* Assigned task: All that is needed is the listing, given back exactly.

* Source information:
--

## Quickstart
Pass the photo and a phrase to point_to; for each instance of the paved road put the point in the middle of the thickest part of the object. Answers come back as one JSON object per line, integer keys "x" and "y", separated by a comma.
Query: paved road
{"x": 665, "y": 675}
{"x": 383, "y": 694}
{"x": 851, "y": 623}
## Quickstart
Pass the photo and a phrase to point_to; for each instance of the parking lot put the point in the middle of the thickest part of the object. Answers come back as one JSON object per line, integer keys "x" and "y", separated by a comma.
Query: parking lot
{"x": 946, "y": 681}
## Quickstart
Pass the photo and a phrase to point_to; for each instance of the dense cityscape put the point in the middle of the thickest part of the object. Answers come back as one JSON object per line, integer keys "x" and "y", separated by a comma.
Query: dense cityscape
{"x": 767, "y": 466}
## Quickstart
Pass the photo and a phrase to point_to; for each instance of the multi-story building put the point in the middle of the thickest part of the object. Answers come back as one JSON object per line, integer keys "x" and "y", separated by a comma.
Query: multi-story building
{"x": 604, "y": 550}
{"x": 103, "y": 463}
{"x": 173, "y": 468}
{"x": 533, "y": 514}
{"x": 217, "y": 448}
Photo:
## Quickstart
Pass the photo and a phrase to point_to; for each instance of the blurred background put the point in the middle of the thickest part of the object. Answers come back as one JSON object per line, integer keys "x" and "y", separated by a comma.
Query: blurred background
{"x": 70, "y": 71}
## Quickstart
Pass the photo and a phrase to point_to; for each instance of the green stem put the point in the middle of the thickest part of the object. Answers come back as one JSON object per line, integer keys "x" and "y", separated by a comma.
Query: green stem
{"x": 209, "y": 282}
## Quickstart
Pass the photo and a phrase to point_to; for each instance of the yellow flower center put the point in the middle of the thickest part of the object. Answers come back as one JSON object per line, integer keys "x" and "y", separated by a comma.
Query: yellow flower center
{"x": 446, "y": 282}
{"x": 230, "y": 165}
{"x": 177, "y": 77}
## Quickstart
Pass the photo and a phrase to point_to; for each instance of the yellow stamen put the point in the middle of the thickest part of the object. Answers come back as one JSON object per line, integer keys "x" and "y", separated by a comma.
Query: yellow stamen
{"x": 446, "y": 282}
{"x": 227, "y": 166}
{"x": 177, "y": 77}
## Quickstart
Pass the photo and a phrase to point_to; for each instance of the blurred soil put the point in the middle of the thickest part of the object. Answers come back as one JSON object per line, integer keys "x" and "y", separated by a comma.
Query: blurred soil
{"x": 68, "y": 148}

--

* Result of the task:
## Quickstart
Pass the photo and a phrase to point_to; for each instance of the paved road put the point in the middle of the thickest part of the object. Answers come back as one JSON object per line, integer keys "x" and "y", separated by a comma.
Query: paved road
{"x": 665, "y": 675}
{"x": 383, "y": 694}
{"x": 851, "y": 623}
## Quickstart
Pass the photo and a phrase to point_to; for each instance of the parking lot put the point in the middle of the thickest part of the object. Answers come back as one JSON object per line, integer keys "x" and "y", separated by a comma.
Query: parking lot
{"x": 946, "y": 681}
## Quickstart
Pass the photo and a phrase to point_to; for each instance of the dense cityscape put the point in the middle of the thickest part of the object. Answers come back as one JSON object per line, integer keys "x" and "y", separated by a comma.
Query: dense cityscape
{"x": 767, "y": 466}
## Quickstart
Pass the photo and a phrase to point_to; for each instance of the multi-story building put the point in the middle of the thickest part of the object. Answers come back as one JSON object per line, integer keys "x" and "y", separated by a comma.
Query: multi-story building
{"x": 604, "y": 550}
{"x": 103, "y": 463}
{"x": 173, "y": 468}
{"x": 533, "y": 514}
{"x": 217, "y": 448}
Photo:
## Quickstart
Pass the photo and a phrase to point_to; for each instance of the blurred background put the point in the middle of the thickest part of the object. Answers come back as one JSON object per line, integer keys "x" and "y", separated by a comma.
Query: blurred background
{"x": 70, "y": 71}
## Quickstart
Pass the photo and a phrase to point_to; for each instance of the green stem put the point in the middle of the thickest part of the object. Answers come back as one JSON object per line, integer keys "x" and "y", separated by a comma.
Query: green stem
{"x": 209, "y": 282}
## Quickstart
Pass the photo and a phrase to point_to; for each instance of the yellow flower center put the point in the middle of the thickest part of the object. Answers come back as one JSON object per line, integer keys "x" and "y", separated by a comma.
Query: yellow flower center
{"x": 446, "y": 282}
{"x": 230, "y": 165}
{"x": 177, "y": 77}
## Quickstart
Pass the photo and a phrase to point_to; for each instance of the yellow stamen put the point in the middle of the thickest part of the object. Answers come back as one JSON object per line, integer keys "x" and "y", separated by a comma.
Query: yellow stamen
{"x": 446, "y": 282}
{"x": 227, "y": 166}
{"x": 177, "y": 77}
## Quickstart
Pass the photo and a phrase to point_to; for each instance of the blurred soil put the point in the middle of the thickest part of the object. Answers come back as one JSON object per line, integer keys "x" and "y", separated by a comma.
Query: blurred soil
{"x": 68, "y": 148}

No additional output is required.